StephenHermer.com
Writing, Iguanas, and Electronics

01 - Register/Counter

Card Pans - Block Diagrams

This is the "planned" architectural design for my card-based computer. The Control logic will not be a card slotted into the backplane, but pretty much everything else will be. I need to learn more about the various sound chips to lay out a sound card, but I imagine it will be complicated. I have dropped the Address Bus from the design as too limiting, but have not reallocated those 16-lanes yet... perhaps an I/O bus?I am not including any real details about flags or control here, to keep things simple... this is basically just an overview with block diagrams laid out to kind of look like the cards.

Data shown —
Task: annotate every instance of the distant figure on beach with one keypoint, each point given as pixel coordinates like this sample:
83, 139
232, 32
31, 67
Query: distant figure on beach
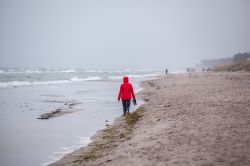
126, 93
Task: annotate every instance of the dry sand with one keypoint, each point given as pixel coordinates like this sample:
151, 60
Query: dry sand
185, 121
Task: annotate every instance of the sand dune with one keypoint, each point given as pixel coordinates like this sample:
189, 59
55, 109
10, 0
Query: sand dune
185, 121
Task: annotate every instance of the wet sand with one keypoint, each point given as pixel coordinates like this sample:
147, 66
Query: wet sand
202, 120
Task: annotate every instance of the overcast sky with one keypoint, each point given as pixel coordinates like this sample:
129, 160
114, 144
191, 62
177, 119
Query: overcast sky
115, 34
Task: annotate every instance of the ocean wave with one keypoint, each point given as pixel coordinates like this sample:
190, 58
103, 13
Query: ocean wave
27, 83
34, 71
2, 71
134, 76
69, 71
86, 79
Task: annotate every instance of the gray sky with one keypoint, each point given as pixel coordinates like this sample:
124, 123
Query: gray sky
106, 34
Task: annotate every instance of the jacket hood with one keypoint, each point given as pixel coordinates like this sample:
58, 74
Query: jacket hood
125, 79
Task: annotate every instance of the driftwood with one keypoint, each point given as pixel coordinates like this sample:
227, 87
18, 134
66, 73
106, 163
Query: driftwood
50, 114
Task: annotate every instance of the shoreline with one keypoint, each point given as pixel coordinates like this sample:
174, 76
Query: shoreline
184, 121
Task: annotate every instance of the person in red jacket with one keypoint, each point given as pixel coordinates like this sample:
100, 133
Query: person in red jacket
126, 93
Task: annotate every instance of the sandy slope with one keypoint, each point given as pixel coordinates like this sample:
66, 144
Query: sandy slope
186, 121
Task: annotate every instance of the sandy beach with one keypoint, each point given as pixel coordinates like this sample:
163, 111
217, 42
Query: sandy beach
202, 120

Stated exercise —
Continue the post about the card-based computer design, starting after its last sentence. These rows come from a different source than the post about the card-based computer.

Exercise answer —
Register.jpg
 
The general purpose register card is already designed and manufactured, with three of them assembled and working. These are very basic devices, and might end up being entirely replaced by counters or shift-registers for efficiency purposes (if any register can be incremented or shifted, we save having to copy values from the general purpose register to the special register, perform the operation, and copy back). The general purpose register will also act as an interface for I/O operations... buffering front-panel input and holding "output" values for 7-segment displays.
 
I expect there to be at least four general purpose registers.
 
 
Counter.jpg
 
The counter card can read and write the data bus via transceivers, as the ICs used are not 3-state. This allows the ALU to write directly to the counter, after a jump or branch calculation. The counter always outputs to a pair of headers and supports increment, decrement, and reset signals. I think this design needs to generate an out-of-bounds signal, when the counter rolls from 0000 to FFFF or from FFFF to 0000.

I expect there will be several counters, optimally two for RAM, two for ROM, and one for the Stack. If we include a separate "Return Address Stack", that will require a counter to drive the address as well.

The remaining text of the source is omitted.